Insomnia symptoms and risk of cardiovascular diseases among 0.5 million adults: A 10-year cohort.
Zheng B., Yu C., Lv J., Guo Y., Bian Z., Zhou M., Yang L., Chen Y., Li X., Zou J., Ning F., Chen J., Chen Z., Li L., China Kadoorie Biobank Collaborative Group None.
OBJECTIVE: To examine the associations of individual insomnia symptoms with risks of incident cardio-cerebral vascular diseases (CVD) and possible moderating factors among Chinese adults. METHODS: The China Kadoorie Biobank is a prospective cohort study that recruited participants from 10 areas across China. Data from 487,200 adults 30 to 79 years of age who were free of stroke, coronary heart disease, and cancer at baseline were analyzed. Three insomnia symptoms were assessed with self-reported difficulties in initiating or maintaining sleep, early morning awakening, and daytime dysfunction for at least 3 d/wk at baseline. Incidences of CVD were followed up through disease registries and national health insurance databases until 2016. RESULTS: During a median of 9.6 years of follow-up, 130,032 cases of CVD were documented. Cox regressions showed that 3 insomnia symptoms were associated with increased risk of total CVD, with respective adjusted hazard ratios (HRs) and 95% confidence intervals (CIs) of 1.09 (95% CI 1.07-1.11), 1.07 (95% CI 1.05-1.09), and 1.13 (95% CI 1.09-1.18). Participants with individual symptoms also had higher risks of ischemic heart disease (IHD; HR 1.13, 1.09, and 1.17) and ischemic stroke but not hemorrhagic stroke. Participants with all 3 symptoms were at an 18%, 22%, or 10% higher risk of CVD, IHD, or ischemic stroke compared to nonsymptomatic adults. Associations between 3 symptoms and CVD incidence were consistently stronger in younger adults or those without baseline hypertension (p for interaction <0.05). CONCLUSIONS: Individual and coexisting insomnia symptoms are independent risk factors for CVD incidence, especially among young adults or adults who have not developed hypertension.

RECORDS SHOWN
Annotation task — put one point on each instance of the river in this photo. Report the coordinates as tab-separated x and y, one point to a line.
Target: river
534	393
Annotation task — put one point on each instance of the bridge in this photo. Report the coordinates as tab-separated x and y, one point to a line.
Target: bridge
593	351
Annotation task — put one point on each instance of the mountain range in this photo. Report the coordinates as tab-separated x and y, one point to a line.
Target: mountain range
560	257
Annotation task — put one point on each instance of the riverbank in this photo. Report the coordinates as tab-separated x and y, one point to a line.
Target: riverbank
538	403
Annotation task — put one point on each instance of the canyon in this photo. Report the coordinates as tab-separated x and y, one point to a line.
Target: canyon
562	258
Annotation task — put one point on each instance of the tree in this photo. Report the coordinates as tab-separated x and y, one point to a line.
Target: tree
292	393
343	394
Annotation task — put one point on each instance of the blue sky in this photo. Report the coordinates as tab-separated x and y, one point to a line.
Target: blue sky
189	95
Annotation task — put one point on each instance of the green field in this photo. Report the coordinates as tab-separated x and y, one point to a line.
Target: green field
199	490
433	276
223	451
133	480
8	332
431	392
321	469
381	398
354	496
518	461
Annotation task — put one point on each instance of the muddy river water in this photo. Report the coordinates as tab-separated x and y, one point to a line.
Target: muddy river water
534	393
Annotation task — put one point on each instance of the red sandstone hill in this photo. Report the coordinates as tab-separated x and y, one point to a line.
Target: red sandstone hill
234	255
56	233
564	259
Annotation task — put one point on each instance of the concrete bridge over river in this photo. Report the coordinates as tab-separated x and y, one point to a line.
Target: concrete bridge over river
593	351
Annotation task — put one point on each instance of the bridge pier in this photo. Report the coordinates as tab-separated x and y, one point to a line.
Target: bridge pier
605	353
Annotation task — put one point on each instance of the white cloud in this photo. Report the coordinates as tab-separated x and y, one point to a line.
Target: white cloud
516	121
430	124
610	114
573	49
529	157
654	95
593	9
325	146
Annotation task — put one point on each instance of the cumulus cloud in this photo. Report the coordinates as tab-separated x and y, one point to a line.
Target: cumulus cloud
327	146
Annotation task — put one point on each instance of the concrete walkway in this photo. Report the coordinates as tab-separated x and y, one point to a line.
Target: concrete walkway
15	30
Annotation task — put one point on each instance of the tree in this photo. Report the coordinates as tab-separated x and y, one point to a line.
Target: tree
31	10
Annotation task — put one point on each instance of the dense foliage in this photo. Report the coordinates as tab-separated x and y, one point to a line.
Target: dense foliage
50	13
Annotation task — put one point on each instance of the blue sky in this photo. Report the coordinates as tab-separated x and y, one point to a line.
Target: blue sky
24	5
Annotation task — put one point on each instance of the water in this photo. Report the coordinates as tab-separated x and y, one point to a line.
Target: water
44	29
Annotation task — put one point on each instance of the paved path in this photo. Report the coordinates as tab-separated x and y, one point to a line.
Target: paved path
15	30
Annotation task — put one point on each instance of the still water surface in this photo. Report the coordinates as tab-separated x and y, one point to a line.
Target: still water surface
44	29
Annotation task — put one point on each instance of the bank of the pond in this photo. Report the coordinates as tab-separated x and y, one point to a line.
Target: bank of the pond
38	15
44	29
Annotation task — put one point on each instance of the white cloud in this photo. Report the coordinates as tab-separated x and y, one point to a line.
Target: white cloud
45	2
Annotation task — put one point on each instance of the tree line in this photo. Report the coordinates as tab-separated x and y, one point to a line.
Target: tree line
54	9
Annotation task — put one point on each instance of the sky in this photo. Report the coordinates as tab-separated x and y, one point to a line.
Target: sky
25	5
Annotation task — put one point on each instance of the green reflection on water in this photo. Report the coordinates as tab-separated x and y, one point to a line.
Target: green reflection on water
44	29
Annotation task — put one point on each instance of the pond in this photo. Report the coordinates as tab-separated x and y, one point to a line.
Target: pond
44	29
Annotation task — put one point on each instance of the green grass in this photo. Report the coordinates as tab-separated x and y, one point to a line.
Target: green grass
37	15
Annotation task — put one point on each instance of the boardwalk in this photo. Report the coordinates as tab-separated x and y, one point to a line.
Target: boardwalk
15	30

WORK ORDER
According to the insomnia and cardiovascular disease abstract above, why does the conclusion single out young adults and adults without hypertension? Answer in one to three sentences.

EXERCISE SOLUTION
The associations between the three insomnia symptoms and CVD incidence were consistently stronger in younger adults and in those without baseline hypertension. These interactions were significant, with p for interaction <0.05.